## Problem description
Duplicate all of the following data line for line, with no changes.

Object location annotation data:
--- START ---

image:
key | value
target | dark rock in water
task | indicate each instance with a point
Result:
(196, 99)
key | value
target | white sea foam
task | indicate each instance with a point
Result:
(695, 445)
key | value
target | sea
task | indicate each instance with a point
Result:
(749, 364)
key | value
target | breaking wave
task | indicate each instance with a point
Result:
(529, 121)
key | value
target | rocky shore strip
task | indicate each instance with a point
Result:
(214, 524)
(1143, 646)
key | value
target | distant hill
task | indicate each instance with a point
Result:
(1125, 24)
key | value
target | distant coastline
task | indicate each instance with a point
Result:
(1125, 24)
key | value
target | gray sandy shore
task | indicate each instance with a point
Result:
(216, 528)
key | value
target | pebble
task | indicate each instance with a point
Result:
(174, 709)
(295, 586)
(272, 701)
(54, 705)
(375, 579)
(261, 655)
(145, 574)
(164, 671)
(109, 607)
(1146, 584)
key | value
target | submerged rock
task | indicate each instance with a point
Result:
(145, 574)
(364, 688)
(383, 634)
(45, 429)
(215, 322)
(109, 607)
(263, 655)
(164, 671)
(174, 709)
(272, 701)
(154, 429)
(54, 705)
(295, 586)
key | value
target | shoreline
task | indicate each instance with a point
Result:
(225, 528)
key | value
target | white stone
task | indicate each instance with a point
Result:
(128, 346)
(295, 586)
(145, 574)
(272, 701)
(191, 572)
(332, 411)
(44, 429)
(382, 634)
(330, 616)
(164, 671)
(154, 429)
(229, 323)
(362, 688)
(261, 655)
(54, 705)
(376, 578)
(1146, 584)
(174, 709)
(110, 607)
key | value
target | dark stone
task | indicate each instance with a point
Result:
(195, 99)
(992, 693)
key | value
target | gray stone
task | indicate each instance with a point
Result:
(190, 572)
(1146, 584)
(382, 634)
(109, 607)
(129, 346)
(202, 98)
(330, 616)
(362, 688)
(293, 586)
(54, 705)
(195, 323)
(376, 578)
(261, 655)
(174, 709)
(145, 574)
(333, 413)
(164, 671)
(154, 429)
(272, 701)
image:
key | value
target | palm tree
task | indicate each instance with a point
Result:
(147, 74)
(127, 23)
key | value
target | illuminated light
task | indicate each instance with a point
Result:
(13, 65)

--- END ---

## Written response
image:
key | value
target | dark rock in water
task | indicate each instance with a point
Result:
(196, 99)
key | value
target | white sea foam
task | indicate each instance with a point
Result:
(695, 445)
key | value
target | sea
task | indicate each instance with a point
Result:
(749, 364)
key | value
target | breaking wave
task | indicate each instance with a point
Result:
(529, 121)
key | value
target | rocky shore strip
task | indicate each instance with a point
Result:
(214, 524)
(1143, 646)
key | value
target | distant hill
task | indicate each instance with a point
Result:
(1125, 24)
key | value
target | distant coastline
task | indicate each instance with a point
Result:
(1125, 24)
key | value
target | gray sandy shore
task | indicate each instance with a point
Result:
(216, 528)
key | value
target | pebble
task | indicate each instance with a point
Result:
(174, 709)
(295, 586)
(272, 701)
(54, 705)
(375, 579)
(261, 655)
(145, 574)
(164, 671)
(109, 607)
(1146, 584)
key | value
target | submerged rock
task | indicate each instance with a point
Result:
(145, 574)
(364, 688)
(383, 634)
(45, 429)
(215, 322)
(109, 607)
(263, 655)
(164, 671)
(174, 709)
(272, 701)
(154, 429)
(54, 705)
(295, 586)
key | value
target | shoreline
task | indicate each instance with a point
Result:
(225, 528)
key | value
target | white stone
task | indicate each instance with a point
Result:
(128, 346)
(295, 586)
(145, 574)
(272, 701)
(191, 572)
(332, 411)
(44, 429)
(382, 634)
(330, 616)
(164, 671)
(154, 429)
(229, 323)
(362, 688)
(261, 655)
(54, 705)
(376, 578)
(1146, 584)
(174, 709)
(110, 607)
key | value
target | dark stone
task | indicate each instance with a point
Result:
(195, 99)
(992, 693)
key | value
target | gray stone
task | indicate each instance with a point
Result:
(190, 572)
(1146, 584)
(382, 634)
(109, 607)
(129, 346)
(202, 98)
(330, 616)
(362, 688)
(293, 586)
(54, 705)
(195, 323)
(376, 578)
(261, 655)
(174, 709)
(145, 574)
(333, 413)
(164, 671)
(154, 429)
(272, 701)
image:
key | value
target | palm tree
task | indicate each instance with a point
Result:
(147, 74)
(127, 23)
key | value
target | illuminated light
task | indicate each instance with a point
Result:
(13, 65)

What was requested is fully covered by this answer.